**取り組む課題**
A. 抜粋本文のうち「『零合』第2号は」で始まる段落を、主な事実を残して箇条書きで短くまとめよ。
B. 抜粋本文について、次の問いに一行ずつ答えよ。
(i) この文章が投稿された日付はいつか。
(ii) 当時「批評される側」として中心的だった作家として名前が挙がっている三人は誰か。
(iii) 編者が乗れなかった当時の批評は、特に何を論じたものか。

出版社ロゴ

百合と(の)ゼロ年代:and/of/and(of) -> with

2024年03月17日投稿 / 12,351字

はじめに(ReadMe)

批評文脈における「ゼロ年代」と、それが指した「00年代の作品群」は本来異なる。
言葉の定義自体が、作家サイドからの名乗りによるもの(ex.「やおい」等)ではなく、それが批評であるならば『極めて客観的な外部』から与えられたものである。
一方、ゼロ年代における批評の対象に、当時過渡期にあった「百合」はほとんど含まれず、現在に至るまでほとんど参照されていない。

『零合』第2号は「作家が作品と切実に向き合う行為に、読者もシンパシーを覚えた時代」を強く意識した。
「切実と純愛」の通り、いま一度「物語」を作る原始的な営みの本質を「百合」を通して、捉え直す試みである。
編者は当時の批評(特に「セカイ系」と「レイプ・ファンタジー」を論じたもの)に乗れず、頷けなかったからこそ「百合と(の)ゼロ年代」をテーマに据えて本を編んだ。
これにシニカルな態度を抱く読者も多いだろうが、それ故に「百合」という言葉の関心の外にいる、「ゼロ年代」というワードが引っかかる者に届けたい、という目的意識があった。

高橋しん・佐藤友哉・片山恭一(各敬称略)ら当時「批評される側」として中心的だった作家らが一堂に会すること。文学的な「語り直し」が一つの狙いであった以上は「批評的な場」とも捉えられる。
当時使いつくされた「ゼロ年代」と、当時生まれなかった「切実と純愛」というフレーズで、新鋭とともに「百合において、進歩的に『ゼロ年代』という言葉が持つ文脈を更新したい」という野心もあった。
寄稿作家の総意ではない点を予めご留意頂きたい。これはあの頃に屈折した愛と憎を抱いて育った『非』批評家による「ポエムのようなもの」だ。

(領域アノテーションの記録)
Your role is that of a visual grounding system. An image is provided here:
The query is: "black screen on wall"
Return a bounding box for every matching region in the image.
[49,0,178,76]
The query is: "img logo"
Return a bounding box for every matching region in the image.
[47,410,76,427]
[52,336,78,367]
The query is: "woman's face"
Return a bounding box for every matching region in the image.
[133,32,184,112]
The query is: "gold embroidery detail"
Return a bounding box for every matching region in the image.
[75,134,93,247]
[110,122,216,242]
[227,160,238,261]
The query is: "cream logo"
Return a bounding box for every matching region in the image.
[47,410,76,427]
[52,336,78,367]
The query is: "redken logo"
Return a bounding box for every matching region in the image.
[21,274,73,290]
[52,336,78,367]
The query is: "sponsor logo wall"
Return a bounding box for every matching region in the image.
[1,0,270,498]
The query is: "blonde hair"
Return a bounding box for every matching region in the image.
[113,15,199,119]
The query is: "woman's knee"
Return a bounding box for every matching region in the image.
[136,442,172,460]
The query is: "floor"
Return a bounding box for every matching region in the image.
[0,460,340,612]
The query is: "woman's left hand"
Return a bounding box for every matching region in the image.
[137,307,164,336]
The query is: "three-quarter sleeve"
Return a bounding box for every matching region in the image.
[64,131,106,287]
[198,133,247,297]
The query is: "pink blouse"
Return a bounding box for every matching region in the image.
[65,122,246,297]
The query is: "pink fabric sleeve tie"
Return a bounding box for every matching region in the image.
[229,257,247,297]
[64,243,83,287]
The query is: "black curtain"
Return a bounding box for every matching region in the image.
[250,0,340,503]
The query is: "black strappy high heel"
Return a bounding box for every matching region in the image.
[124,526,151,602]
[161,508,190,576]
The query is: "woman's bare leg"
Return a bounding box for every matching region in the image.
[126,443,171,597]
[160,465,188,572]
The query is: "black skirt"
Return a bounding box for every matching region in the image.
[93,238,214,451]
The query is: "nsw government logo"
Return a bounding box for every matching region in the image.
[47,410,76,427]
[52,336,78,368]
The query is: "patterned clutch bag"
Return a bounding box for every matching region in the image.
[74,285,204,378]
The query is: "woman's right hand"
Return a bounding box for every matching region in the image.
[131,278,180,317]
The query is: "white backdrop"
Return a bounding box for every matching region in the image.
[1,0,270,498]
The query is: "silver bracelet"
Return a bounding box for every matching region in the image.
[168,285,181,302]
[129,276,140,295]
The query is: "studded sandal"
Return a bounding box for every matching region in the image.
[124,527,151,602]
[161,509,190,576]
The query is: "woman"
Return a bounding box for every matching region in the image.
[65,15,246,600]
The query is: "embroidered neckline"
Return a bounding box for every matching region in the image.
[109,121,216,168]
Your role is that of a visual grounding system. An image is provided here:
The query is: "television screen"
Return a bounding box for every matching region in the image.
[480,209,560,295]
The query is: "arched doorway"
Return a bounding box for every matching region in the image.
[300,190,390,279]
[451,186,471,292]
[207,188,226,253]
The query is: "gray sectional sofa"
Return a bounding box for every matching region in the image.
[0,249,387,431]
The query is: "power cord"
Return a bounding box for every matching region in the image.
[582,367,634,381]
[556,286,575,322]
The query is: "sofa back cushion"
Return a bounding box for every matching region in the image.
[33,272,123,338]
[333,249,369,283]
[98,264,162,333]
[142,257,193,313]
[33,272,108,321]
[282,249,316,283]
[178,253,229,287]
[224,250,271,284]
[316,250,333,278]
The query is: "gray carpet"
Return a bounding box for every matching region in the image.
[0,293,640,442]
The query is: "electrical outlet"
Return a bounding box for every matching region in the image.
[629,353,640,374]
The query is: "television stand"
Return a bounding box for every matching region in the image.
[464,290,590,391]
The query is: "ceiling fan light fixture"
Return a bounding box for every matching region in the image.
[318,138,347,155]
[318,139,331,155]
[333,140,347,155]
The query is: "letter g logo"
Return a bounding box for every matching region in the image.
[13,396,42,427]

**課題ごとの解答**
A.
- 『零合』第2号は、作家が作品と切実に向き合う行為に読者も共感した時代を強く意識した。
- 「切実と純愛」の通り、物語を作る原始的な営みの本質を「百合」を通して捉え直す試みである。
- 編者は当時の批評(特に「セカイ系」と「レイプ・ファンタジー」を論じたもの)に頷けなかったため、「百合と(の)ゼロ年代」をテーマに本を編んだ。
- 「百合」という言葉に関心がなく、「ゼロ年代」という言葉が気にかかる者に届けたいという目的意識があった。

B.
(i) 2024年03月17日である。
(ii) 高橋しん、佐藤友哉、片山恭一である。
(iii) 「セカイ系」と「レイプ・ファンタジー」を論じたものである。